- **TASK DETAILS**
Reproduce the records verbatim, from the very first line down to and including the line that contains "205 127 337 136".

- **MATERIAL SUPPLIED**

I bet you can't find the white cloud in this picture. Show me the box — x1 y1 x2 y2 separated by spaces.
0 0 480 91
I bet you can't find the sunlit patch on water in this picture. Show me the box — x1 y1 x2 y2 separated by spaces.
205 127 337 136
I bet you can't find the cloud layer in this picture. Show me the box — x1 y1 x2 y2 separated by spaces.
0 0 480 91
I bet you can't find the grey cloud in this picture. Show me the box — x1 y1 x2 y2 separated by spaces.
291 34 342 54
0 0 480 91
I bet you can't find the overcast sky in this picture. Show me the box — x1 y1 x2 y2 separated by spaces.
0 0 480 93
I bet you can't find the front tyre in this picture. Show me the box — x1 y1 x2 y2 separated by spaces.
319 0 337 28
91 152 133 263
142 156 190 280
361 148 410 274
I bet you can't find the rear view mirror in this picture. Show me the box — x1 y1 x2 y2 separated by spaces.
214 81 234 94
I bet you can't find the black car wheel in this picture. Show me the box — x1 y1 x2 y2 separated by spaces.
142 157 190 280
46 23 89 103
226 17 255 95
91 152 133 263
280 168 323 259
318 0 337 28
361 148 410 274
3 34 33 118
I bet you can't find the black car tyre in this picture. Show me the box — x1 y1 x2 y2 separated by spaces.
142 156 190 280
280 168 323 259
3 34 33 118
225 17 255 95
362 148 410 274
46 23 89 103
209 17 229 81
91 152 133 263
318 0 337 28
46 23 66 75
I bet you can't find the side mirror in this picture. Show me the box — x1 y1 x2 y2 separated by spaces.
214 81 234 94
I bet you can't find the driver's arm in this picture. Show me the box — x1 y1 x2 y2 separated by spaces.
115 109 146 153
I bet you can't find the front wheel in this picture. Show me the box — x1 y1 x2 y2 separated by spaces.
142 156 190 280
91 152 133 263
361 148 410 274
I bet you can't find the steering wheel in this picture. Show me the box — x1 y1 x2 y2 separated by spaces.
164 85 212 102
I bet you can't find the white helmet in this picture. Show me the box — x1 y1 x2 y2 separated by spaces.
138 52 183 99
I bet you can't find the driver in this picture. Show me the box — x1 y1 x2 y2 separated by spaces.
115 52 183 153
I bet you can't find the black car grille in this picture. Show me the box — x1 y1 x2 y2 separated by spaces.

- **THE SOLUTION**
I bet you can't find the white cloud in this picture. Show me the box — x1 y1 x2 y2 separated by spaces.
0 0 480 91
I bet you can't find the sunlit patch on water in this picture. Show me the box — x1 y1 x2 y2 separated by spaces.
205 127 337 136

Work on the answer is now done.